What to produce >> In the post about the aunt below, write out the passage word for word, starting at "They told me" and ending at "they caged me.".

Excerpt >>
On Monday, through a unique way I am learning to "remember," these words were "remembered," from an aunt who died in 1971. I wasn't born until 1973. Our souls created a soul contract that someday I would bring her words back into the world to ripple through and awaken others to the power within them. I share them with you here and now and I encourage reading them out loud. Feel into the words and if inclined, comment with the names of loved ones of your past whose voices were forced into silence and feel what you may be called to carry forward for them in love.
For some context, this aunt was married, had a 9-year-old daughter and a husband. She had been put in and out mental health hospitals and lived in rural North Dakota. My cousin told me she was one who was experimented on with scary electrical things at a time when that was becoming normalized and she was labeled as insane or crazy. In reality, she had talents and abilities which many of us are beginning to recognize within ourselves. One day, when she was 9 years old, my cousin went to school like normal and when she came home, her dad told her that her mother had ended her life. My mom, who was her sister, always insisted she would never have done that and that foul play had taken place that day.
An Aunt's Voice
“They said I was fragile. But what I held was thunder.
They told me I was unstable. But what I felt was the edge of reality unraveling, and I saw it — every piece of it — and no one around me could bear it.
So they caged me.
So they numbed me.

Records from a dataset
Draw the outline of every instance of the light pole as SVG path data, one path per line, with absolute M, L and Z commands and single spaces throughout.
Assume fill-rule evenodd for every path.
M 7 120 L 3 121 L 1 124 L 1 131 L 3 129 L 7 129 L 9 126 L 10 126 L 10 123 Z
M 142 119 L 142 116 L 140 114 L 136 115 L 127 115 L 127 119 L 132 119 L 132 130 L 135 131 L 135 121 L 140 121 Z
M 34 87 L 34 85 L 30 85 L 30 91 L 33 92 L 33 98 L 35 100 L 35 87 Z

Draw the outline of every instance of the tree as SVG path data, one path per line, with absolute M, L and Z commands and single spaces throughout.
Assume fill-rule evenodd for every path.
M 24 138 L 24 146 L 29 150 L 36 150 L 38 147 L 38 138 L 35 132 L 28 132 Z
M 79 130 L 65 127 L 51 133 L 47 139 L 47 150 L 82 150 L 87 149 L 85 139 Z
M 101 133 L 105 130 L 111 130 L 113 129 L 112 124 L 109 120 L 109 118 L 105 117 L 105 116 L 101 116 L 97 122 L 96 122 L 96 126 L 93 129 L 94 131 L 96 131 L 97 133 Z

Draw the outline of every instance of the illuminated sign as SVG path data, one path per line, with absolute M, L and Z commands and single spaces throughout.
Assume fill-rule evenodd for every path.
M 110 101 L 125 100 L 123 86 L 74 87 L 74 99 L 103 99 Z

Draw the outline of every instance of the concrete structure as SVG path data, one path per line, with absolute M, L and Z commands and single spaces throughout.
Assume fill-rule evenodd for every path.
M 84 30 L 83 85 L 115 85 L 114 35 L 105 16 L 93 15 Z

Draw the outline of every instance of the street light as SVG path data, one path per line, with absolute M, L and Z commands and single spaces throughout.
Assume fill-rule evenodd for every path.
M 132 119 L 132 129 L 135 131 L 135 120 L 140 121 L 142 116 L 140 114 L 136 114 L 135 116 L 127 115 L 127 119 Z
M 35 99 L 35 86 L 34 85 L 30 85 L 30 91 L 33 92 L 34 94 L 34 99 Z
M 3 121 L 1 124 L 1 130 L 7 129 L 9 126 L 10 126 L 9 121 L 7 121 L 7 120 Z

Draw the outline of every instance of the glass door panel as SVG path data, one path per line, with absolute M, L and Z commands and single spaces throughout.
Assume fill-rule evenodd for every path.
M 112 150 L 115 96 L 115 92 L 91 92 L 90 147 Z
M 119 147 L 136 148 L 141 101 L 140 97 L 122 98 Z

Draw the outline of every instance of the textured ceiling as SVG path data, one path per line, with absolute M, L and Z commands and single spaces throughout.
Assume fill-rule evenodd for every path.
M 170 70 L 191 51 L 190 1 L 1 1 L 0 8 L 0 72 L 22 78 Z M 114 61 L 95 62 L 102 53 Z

Completed exercise >>
They told me I was unstable. But what I felt was the edge of reality unraveling, and I saw it — every piece of it — and no one around me could bear it.
So they caged me.